### REQUEST
Your task is to repeat, word for word, the line containing "The component shall return one point per instance of the fishing" and all lines that follow it to the end of the material, and no other lines.

### SOURCE DATA

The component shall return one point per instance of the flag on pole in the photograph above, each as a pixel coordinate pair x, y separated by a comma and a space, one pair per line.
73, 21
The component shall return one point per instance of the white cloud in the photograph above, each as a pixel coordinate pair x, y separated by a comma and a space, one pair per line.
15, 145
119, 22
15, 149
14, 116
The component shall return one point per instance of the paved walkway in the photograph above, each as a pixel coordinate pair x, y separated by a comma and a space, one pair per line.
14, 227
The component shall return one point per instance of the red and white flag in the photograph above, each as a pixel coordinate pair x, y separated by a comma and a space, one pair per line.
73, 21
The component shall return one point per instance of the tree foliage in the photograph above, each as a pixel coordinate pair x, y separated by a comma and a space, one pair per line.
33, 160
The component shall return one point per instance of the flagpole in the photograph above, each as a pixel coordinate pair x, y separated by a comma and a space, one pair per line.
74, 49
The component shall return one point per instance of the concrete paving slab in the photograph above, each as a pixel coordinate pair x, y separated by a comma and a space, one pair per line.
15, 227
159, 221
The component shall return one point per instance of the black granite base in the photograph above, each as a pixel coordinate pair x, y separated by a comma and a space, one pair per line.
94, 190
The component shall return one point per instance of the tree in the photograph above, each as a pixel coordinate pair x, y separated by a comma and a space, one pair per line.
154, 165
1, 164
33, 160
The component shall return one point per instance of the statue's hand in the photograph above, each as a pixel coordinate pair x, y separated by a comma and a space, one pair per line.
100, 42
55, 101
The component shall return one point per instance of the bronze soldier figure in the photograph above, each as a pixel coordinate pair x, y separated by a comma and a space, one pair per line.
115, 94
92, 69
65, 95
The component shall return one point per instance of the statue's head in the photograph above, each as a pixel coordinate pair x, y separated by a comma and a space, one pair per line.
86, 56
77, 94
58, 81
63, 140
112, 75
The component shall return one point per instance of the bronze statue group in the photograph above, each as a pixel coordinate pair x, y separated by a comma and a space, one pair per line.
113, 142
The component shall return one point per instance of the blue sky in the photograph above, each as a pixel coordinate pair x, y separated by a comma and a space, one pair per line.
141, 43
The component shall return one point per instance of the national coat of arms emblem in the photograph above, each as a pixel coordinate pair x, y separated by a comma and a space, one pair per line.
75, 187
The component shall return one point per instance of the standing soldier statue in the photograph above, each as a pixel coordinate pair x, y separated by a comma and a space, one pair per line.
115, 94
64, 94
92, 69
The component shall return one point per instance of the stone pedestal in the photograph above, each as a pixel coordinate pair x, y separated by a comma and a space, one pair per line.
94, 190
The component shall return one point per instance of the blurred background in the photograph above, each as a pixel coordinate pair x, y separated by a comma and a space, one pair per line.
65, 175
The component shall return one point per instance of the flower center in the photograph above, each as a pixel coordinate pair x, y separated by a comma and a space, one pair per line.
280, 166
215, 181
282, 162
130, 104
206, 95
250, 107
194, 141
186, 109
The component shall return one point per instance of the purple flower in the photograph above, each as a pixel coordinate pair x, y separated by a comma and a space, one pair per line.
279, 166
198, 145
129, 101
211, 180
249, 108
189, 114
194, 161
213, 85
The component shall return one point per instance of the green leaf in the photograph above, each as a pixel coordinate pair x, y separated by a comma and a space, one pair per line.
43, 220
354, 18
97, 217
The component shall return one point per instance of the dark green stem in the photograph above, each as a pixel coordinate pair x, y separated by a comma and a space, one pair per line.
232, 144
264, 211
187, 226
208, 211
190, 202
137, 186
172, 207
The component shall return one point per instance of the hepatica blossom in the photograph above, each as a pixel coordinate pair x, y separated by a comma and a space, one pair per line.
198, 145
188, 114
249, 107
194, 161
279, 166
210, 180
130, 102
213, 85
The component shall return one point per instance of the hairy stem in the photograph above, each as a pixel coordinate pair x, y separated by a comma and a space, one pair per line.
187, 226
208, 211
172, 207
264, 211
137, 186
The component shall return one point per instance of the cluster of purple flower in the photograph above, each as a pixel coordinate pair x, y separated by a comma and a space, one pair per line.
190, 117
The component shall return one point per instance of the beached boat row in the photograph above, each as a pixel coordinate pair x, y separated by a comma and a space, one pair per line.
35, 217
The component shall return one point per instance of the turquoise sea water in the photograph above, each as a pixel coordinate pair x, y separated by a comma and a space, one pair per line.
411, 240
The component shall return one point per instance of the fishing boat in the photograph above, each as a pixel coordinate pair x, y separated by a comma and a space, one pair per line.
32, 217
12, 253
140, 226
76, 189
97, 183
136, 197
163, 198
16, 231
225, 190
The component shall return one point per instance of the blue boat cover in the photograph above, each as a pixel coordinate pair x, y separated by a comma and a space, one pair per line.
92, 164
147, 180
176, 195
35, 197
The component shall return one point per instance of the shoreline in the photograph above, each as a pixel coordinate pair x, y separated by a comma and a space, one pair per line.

### THE SOLUTION
The component shall return one point per instance of the fishing boat in the photograph above, each as a pixel coordinate pair x, y separated by a comma and a space, one pair per line.
32, 217
12, 253
140, 226
76, 189
97, 183
136, 197
163, 198
16, 231
225, 190
The component shall return one point per instance of the blue boat cover in the photograph above, each as a pixel coordinate pair x, y separated by a comma and a space, one pair per line.
92, 164
147, 180
176, 195
35, 197
The component shall return one point per instance of the shoreline in the photograph above, each as a pixel coordinate pair x, y separated by a comma and a space, one pair per line.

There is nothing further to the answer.